> PROBLEM: Write out the records again, exactly. Nothing may be dropped.

> INFORMATION GIVEN:

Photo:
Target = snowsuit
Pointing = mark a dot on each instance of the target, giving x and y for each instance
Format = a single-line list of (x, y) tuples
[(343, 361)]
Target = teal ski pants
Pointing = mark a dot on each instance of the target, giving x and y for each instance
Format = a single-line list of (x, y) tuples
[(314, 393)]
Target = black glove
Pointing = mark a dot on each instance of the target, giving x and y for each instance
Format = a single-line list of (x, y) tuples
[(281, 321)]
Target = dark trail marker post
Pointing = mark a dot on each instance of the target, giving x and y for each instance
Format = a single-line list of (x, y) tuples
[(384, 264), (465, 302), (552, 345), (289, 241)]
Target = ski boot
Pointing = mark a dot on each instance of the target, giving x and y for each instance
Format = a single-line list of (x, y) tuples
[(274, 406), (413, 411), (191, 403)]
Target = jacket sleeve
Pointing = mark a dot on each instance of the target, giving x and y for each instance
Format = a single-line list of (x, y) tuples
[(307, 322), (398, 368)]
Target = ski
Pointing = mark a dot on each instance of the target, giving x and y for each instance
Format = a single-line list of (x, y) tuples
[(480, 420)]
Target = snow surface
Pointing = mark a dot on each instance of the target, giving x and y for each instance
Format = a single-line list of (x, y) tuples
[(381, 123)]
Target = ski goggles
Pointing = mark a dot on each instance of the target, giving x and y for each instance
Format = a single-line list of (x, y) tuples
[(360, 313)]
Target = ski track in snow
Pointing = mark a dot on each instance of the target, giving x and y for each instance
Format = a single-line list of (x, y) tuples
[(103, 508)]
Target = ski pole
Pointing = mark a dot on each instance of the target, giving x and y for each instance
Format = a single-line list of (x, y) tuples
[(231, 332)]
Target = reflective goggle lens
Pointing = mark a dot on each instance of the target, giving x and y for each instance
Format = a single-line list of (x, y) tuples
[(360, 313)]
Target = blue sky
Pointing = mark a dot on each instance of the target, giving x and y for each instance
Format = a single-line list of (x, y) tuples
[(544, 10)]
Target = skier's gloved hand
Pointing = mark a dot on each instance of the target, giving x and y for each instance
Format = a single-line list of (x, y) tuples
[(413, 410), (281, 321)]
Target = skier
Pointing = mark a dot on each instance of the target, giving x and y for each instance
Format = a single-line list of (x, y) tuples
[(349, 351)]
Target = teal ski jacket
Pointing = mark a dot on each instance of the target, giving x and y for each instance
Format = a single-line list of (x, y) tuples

> RESPONSE AREA:
Photo:
Target = snowsuit
Pointing = mark a dot on each instance of the target, giving x and y for each instance
Format = a single-line list of (x, y) tuples
[(343, 361)]
Target = teal ski pants
Pointing = mark a dot on each instance of the target, giving x and y for each instance
Format = a single-line list of (x, y) tuples
[(314, 393)]
Target = black glove
Pointing = mark a dot on each instance of the target, giving x and y for each instance
Format = a single-line list of (x, y) tuples
[(281, 321)]
Target = dark trail marker post
Pointing = mark a dot on each instance of the target, giving x and y for each instance
Format = a single-line list of (x, y) tuples
[(384, 264), (465, 302), (552, 345), (289, 241)]
Target = ski boot
Pointing = mark a dot on each instance of the target, giving x and y for each instance
Format = a single-line list of (x, y) tuples
[(274, 406), (413, 411), (191, 403)]
Target = jacket sleeve
Pointing = mark a dot on each instance of the target, giving x and y for each instance
Format = a single-line list of (x, y) tuples
[(307, 322), (398, 368)]
Target = ski
Pointing = mark a dot on each instance of the target, giving x and y for each instance
Format = a single-line list of (x, y) tuples
[(480, 420)]
Target = snow surface
Pointing = mark a dot on each instance of the target, giving x and y for each instance
Format = a single-line list of (x, y) tuples
[(381, 123)]
Target = ski goggles
Pointing = mark a dot on each instance of the target, giving x and y for each instance
Format = a single-line list of (x, y) tuples
[(360, 313)]
Target = ski track in snow
Pointing = mark a dot on each instance of the target, giving x and y for each instance
Format = a single-line list of (x, y) tuples
[(103, 508)]
Target = ski pole
Pointing = mark a dot on each instance of the target, giving x and y for each instance
Format = a single-line list of (x, y) tuples
[(231, 332)]
Target = reflective goggle lens
Pointing = mark a dot on each instance of the target, giving x and y for each instance
Format = a single-line list of (x, y) tuples
[(360, 313)]
Target = blue sky
Pointing = mark a dot on each instance of the target, giving x and y for each instance
Format = a single-line list of (x, y) tuples
[(544, 10)]
Target = skier's gloved hand
Pointing = mark a dot on each instance of the target, giving x and y for each instance
Format = a single-line list of (x, y) tuples
[(413, 410), (281, 321)]
Target = skier
Pointing = mark a dot on each instance of the target, giving x and y for each instance
Format = a single-line list of (x, y) tuples
[(349, 351)]
Target = teal ski jacket
Pointing = mark a dot on each instance of the target, giving x and y for each instance
Format = a single-line list of (x, y) tuples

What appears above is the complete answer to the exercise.